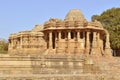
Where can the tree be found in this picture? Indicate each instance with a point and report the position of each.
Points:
(111, 21)
(3, 45)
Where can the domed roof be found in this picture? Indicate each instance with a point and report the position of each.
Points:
(75, 15)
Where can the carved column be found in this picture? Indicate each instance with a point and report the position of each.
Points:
(21, 42)
(56, 39)
(94, 43)
(107, 46)
(69, 35)
(50, 40)
(87, 43)
(98, 39)
(78, 35)
(59, 35)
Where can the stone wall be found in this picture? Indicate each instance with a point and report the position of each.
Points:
(54, 67)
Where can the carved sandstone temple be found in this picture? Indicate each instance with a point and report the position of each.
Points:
(73, 35)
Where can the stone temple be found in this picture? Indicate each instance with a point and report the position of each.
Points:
(73, 35)
(69, 49)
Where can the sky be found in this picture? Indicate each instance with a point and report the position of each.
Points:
(21, 15)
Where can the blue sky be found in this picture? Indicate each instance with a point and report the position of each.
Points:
(19, 15)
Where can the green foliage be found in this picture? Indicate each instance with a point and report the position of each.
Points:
(3, 46)
(111, 21)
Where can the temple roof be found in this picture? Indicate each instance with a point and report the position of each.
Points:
(75, 15)
(37, 27)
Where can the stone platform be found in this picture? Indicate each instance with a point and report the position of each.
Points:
(57, 67)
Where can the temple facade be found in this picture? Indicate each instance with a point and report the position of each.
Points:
(73, 35)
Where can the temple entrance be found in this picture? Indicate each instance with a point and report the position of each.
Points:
(53, 40)
(91, 38)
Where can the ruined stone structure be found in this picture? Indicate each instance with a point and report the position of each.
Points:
(73, 35)
(69, 49)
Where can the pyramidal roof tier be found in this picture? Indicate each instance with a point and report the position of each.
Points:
(75, 15)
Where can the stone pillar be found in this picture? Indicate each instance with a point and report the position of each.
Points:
(98, 39)
(56, 39)
(107, 46)
(87, 43)
(78, 35)
(50, 40)
(69, 35)
(59, 35)
(95, 50)
(21, 42)
(94, 43)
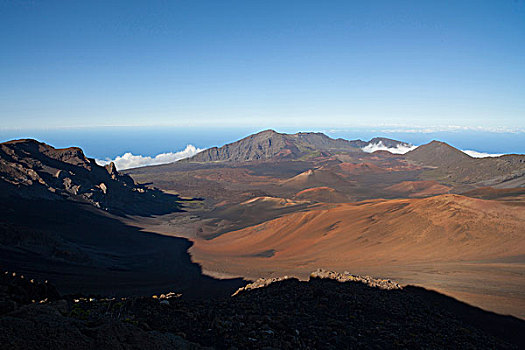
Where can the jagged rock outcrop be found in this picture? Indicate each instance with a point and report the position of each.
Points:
(285, 314)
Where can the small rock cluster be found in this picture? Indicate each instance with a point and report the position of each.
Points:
(347, 277)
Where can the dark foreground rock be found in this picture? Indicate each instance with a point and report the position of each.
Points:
(288, 314)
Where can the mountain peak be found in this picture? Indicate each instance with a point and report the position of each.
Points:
(269, 144)
(437, 153)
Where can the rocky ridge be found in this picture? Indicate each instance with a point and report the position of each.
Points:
(35, 170)
(325, 274)
(323, 313)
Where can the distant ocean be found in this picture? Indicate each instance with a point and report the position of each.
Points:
(109, 142)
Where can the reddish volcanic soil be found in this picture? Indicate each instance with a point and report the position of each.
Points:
(418, 188)
(322, 194)
(469, 248)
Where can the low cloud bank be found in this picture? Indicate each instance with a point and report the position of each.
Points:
(399, 149)
(129, 160)
(476, 154)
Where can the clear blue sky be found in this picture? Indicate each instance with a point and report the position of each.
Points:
(262, 63)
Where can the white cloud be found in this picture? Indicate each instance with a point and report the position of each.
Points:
(129, 160)
(476, 154)
(399, 149)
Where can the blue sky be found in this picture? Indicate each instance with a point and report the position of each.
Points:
(307, 64)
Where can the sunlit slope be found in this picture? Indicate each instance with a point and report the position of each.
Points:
(441, 228)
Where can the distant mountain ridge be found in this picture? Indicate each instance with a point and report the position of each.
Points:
(270, 144)
(453, 165)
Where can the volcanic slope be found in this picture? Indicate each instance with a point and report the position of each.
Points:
(449, 165)
(445, 227)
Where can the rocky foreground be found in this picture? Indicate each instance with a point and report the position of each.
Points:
(330, 311)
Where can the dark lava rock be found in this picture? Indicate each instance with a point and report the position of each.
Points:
(323, 313)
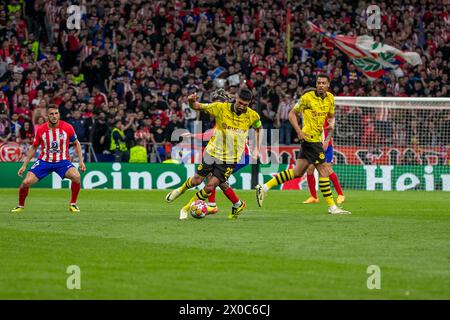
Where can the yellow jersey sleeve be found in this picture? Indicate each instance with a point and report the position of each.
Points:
(256, 121)
(332, 103)
(300, 105)
(213, 109)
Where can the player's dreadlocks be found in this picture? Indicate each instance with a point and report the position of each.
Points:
(221, 95)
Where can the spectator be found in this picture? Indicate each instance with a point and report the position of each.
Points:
(80, 126)
(100, 136)
(159, 138)
(138, 153)
(118, 144)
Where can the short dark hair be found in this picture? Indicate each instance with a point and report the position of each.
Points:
(245, 94)
(323, 75)
(52, 106)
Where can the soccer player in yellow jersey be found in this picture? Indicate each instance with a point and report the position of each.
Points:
(224, 149)
(315, 106)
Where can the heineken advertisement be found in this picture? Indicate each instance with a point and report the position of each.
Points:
(166, 176)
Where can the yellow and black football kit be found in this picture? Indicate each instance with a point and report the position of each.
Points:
(314, 110)
(227, 144)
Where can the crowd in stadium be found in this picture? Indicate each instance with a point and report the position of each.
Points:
(132, 63)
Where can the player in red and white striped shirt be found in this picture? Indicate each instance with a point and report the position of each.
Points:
(54, 138)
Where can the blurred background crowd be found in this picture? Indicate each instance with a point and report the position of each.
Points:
(122, 79)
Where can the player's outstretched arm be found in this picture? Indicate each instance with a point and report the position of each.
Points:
(30, 155)
(77, 146)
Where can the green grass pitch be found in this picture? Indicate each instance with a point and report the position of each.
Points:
(131, 245)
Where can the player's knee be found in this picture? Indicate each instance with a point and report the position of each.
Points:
(196, 180)
(76, 179)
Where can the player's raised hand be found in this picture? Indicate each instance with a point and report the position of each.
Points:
(192, 97)
(21, 170)
(82, 167)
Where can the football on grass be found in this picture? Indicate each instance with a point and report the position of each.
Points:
(198, 209)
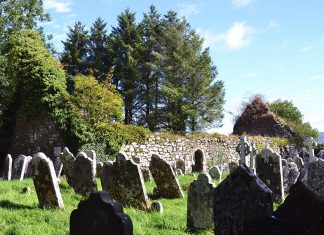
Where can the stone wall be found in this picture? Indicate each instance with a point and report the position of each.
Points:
(37, 135)
(185, 154)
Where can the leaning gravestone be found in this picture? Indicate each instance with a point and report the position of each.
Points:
(290, 175)
(269, 170)
(303, 209)
(84, 174)
(106, 176)
(45, 182)
(240, 196)
(127, 185)
(164, 177)
(68, 161)
(99, 214)
(200, 214)
(7, 171)
(215, 173)
(20, 166)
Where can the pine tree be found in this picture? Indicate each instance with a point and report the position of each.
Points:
(99, 59)
(125, 39)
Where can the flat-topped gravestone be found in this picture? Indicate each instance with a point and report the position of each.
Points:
(167, 184)
(84, 174)
(68, 161)
(127, 185)
(290, 175)
(240, 196)
(200, 214)
(7, 171)
(45, 182)
(269, 170)
(106, 176)
(215, 172)
(99, 214)
(303, 209)
(20, 166)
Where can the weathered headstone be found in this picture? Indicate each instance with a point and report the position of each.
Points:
(200, 214)
(106, 176)
(7, 171)
(269, 170)
(240, 196)
(127, 184)
(215, 173)
(268, 225)
(304, 209)
(84, 174)
(68, 161)
(243, 148)
(290, 175)
(20, 166)
(164, 177)
(99, 214)
(45, 182)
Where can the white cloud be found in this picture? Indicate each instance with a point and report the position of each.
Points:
(187, 10)
(241, 3)
(58, 5)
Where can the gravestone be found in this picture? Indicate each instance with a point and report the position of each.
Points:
(267, 225)
(200, 214)
(269, 170)
(290, 175)
(7, 171)
(243, 148)
(68, 161)
(315, 177)
(84, 174)
(106, 176)
(164, 177)
(127, 185)
(240, 196)
(303, 209)
(215, 173)
(45, 182)
(99, 214)
(20, 166)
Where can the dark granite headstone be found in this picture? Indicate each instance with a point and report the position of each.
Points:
(304, 209)
(99, 215)
(240, 196)
(267, 225)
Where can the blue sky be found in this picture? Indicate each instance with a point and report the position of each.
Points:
(274, 48)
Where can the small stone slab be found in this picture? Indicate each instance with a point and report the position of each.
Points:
(215, 172)
(99, 214)
(127, 185)
(164, 177)
(106, 176)
(7, 171)
(304, 209)
(20, 166)
(68, 161)
(240, 196)
(267, 225)
(84, 174)
(269, 170)
(45, 182)
(200, 214)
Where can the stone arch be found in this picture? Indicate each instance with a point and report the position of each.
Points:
(198, 161)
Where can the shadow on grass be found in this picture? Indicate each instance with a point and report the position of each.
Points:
(11, 205)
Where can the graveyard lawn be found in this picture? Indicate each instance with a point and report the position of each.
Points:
(20, 214)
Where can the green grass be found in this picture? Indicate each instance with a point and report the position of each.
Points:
(19, 213)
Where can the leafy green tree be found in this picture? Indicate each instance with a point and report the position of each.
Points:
(99, 59)
(74, 56)
(125, 38)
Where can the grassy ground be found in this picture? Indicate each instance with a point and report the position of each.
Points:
(19, 212)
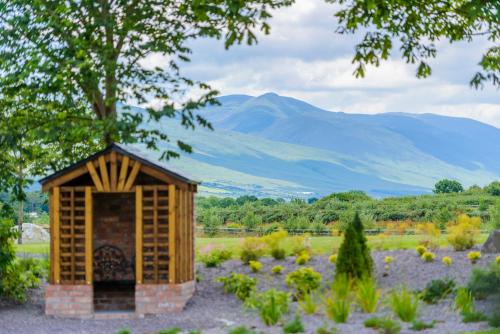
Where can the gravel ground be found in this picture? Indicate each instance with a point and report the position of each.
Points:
(214, 312)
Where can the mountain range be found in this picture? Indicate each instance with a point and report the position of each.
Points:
(278, 146)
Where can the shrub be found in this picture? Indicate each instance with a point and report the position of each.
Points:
(252, 249)
(473, 316)
(277, 270)
(430, 234)
(278, 253)
(274, 242)
(302, 259)
(309, 304)
(485, 282)
(255, 266)
(242, 330)
(301, 244)
(437, 289)
(463, 234)
(367, 295)
(447, 261)
(170, 331)
(337, 308)
(326, 330)
(294, 326)
(404, 304)
(494, 320)
(214, 256)
(271, 305)
(464, 301)
(303, 281)
(428, 256)
(474, 256)
(239, 284)
(419, 325)
(421, 250)
(354, 259)
(385, 325)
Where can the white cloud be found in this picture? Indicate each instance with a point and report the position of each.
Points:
(304, 58)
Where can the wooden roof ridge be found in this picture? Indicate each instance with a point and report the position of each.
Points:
(131, 152)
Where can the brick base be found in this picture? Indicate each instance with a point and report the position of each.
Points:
(74, 301)
(162, 298)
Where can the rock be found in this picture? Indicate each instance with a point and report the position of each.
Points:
(33, 233)
(492, 244)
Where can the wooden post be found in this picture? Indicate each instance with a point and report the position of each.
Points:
(55, 236)
(88, 236)
(171, 233)
(138, 235)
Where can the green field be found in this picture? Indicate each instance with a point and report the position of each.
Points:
(320, 245)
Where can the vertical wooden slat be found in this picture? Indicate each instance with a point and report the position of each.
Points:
(171, 234)
(138, 234)
(155, 232)
(51, 221)
(56, 234)
(123, 173)
(72, 233)
(104, 173)
(88, 235)
(133, 174)
(113, 171)
(94, 176)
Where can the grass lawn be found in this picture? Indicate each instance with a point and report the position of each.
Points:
(320, 245)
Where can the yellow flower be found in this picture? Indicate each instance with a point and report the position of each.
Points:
(474, 256)
(447, 261)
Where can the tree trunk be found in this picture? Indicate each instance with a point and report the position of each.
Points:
(20, 221)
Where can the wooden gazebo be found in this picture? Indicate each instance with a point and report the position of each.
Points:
(122, 236)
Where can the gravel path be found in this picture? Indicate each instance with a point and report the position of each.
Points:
(214, 312)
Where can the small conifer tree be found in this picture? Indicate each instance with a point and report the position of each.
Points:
(354, 259)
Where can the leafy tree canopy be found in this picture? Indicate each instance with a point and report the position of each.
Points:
(68, 66)
(446, 186)
(415, 27)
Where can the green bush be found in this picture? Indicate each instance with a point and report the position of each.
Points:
(276, 270)
(464, 301)
(385, 325)
(437, 289)
(175, 330)
(354, 259)
(473, 316)
(214, 256)
(271, 305)
(255, 266)
(239, 284)
(303, 281)
(302, 259)
(404, 304)
(367, 295)
(252, 249)
(494, 319)
(309, 304)
(294, 326)
(242, 330)
(485, 282)
(419, 325)
(337, 308)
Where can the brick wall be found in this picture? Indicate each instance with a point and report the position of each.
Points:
(114, 224)
(74, 301)
(162, 298)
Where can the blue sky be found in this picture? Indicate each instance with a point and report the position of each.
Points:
(304, 58)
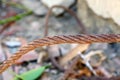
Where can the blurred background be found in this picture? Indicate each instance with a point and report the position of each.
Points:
(22, 21)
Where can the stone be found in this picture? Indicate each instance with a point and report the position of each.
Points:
(106, 8)
(38, 8)
(95, 23)
(58, 11)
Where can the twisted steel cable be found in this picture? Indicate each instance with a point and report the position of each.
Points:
(82, 39)
(72, 13)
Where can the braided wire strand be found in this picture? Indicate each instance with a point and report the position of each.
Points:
(82, 39)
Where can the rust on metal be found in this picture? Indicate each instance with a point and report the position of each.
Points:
(81, 39)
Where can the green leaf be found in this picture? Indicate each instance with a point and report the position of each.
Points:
(32, 74)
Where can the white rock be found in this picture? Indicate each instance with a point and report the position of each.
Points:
(36, 6)
(56, 11)
(106, 8)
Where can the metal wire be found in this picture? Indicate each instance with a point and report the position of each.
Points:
(83, 30)
(82, 39)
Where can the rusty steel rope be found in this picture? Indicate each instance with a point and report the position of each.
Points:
(72, 13)
(83, 30)
(81, 38)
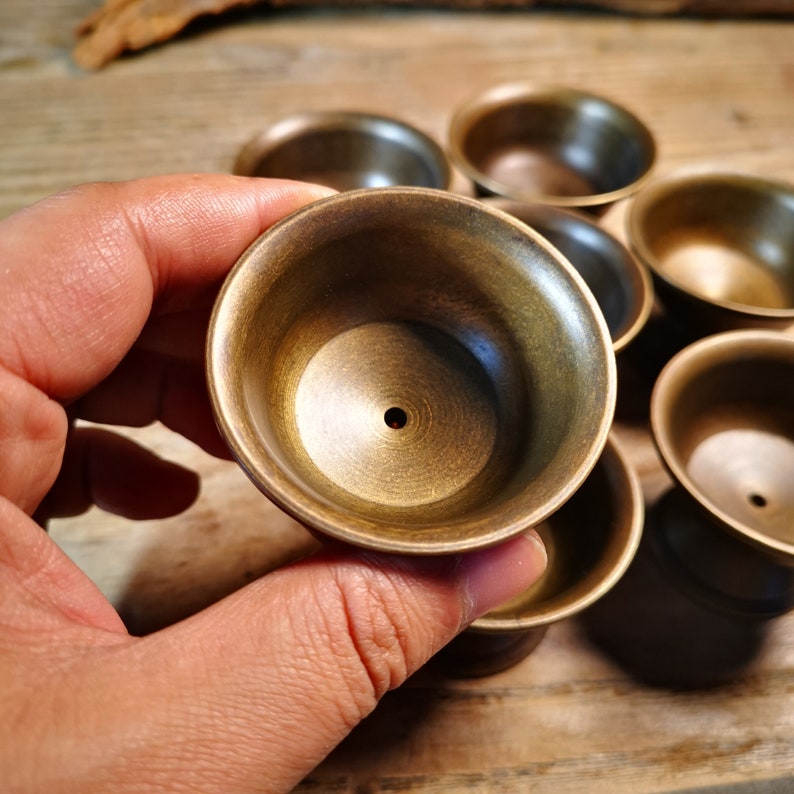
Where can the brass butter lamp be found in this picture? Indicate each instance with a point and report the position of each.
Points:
(411, 371)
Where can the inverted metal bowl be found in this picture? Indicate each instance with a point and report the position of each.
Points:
(620, 284)
(722, 416)
(720, 247)
(557, 146)
(345, 151)
(590, 543)
(409, 370)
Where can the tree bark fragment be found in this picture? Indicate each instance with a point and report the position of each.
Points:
(120, 26)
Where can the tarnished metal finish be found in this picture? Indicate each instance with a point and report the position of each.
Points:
(620, 284)
(346, 151)
(590, 542)
(720, 247)
(409, 370)
(722, 416)
(557, 146)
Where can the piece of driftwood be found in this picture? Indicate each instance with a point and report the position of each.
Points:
(127, 25)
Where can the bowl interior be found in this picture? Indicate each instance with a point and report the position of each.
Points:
(725, 239)
(410, 370)
(564, 147)
(590, 542)
(621, 286)
(723, 418)
(346, 151)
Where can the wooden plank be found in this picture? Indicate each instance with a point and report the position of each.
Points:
(717, 94)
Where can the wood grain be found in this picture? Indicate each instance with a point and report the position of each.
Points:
(121, 25)
(581, 714)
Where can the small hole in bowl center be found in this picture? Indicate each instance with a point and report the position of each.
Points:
(395, 418)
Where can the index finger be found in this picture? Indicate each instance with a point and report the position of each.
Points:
(83, 270)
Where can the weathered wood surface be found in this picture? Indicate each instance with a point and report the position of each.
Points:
(121, 25)
(576, 716)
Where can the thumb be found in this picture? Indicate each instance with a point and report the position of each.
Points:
(253, 693)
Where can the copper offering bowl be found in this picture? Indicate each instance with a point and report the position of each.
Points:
(345, 151)
(620, 284)
(590, 542)
(722, 417)
(411, 371)
(720, 248)
(557, 146)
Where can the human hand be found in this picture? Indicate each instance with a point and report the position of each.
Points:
(105, 293)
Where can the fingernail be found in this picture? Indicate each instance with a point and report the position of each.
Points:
(496, 575)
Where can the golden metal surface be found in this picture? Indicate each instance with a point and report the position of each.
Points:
(621, 285)
(410, 370)
(720, 247)
(558, 146)
(590, 543)
(346, 150)
(722, 416)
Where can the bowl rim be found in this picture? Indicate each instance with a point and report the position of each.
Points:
(288, 495)
(291, 128)
(614, 456)
(640, 274)
(642, 204)
(480, 104)
(717, 347)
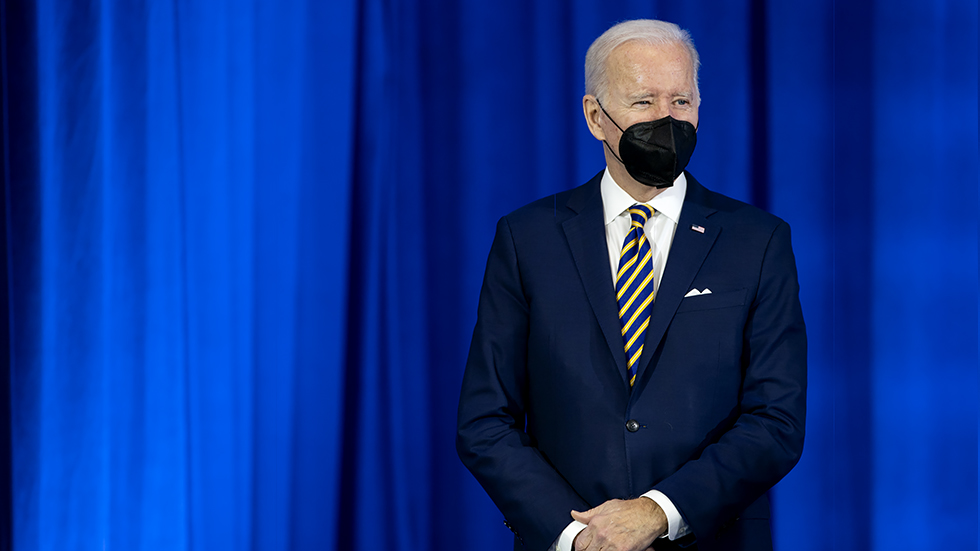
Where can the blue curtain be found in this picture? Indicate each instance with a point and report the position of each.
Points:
(244, 243)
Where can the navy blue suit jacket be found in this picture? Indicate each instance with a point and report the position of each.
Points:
(720, 393)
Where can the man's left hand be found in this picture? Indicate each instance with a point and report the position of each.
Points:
(619, 525)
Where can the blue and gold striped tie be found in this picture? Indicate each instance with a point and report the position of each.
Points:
(634, 286)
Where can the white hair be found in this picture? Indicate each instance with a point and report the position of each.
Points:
(648, 31)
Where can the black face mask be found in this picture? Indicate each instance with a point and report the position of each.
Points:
(656, 152)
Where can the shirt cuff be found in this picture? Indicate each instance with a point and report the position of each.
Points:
(567, 537)
(676, 526)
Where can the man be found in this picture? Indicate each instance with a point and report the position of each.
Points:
(637, 375)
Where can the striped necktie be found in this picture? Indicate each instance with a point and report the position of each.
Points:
(634, 286)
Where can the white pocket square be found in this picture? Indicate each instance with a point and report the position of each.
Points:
(696, 293)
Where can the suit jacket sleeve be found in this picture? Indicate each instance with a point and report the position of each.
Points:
(491, 440)
(766, 439)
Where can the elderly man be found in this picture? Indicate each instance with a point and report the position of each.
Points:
(637, 376)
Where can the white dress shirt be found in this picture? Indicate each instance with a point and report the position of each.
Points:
(660, 233)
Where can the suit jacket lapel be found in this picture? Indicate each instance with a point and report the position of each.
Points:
(687, 254)
(586, 234)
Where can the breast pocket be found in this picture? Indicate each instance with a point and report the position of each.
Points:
(713, 301)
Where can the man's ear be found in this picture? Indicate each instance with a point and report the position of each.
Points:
(590, 107)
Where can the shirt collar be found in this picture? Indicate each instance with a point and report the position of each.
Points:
(616, 201)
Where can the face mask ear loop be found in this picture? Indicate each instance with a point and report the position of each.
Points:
(617, 126)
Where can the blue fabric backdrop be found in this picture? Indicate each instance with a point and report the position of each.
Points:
(244, 243)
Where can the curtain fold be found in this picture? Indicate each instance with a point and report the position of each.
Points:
(245, 242)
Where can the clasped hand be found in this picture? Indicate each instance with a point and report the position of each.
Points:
(620, 525)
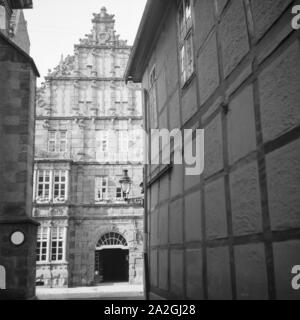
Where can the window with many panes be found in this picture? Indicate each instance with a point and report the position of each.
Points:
(51, 244)
(57, 142)
(57, 244)
(42, 245)
(153, 98)
(186, 41)
(60, 178)
(101, 189)
(107, 189)
(119, 194)
(43, 185)
(51, 185)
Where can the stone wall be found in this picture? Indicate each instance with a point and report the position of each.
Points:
(232, 233)
(17, 90)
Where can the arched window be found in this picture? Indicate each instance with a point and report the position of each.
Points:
(2, 278)
(111, 239)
- - - - -
§ **DIRECTIONS**
The answer should be one number, the count of lines above that contain "foreground".

§ **WRITTEN ANSWER**
2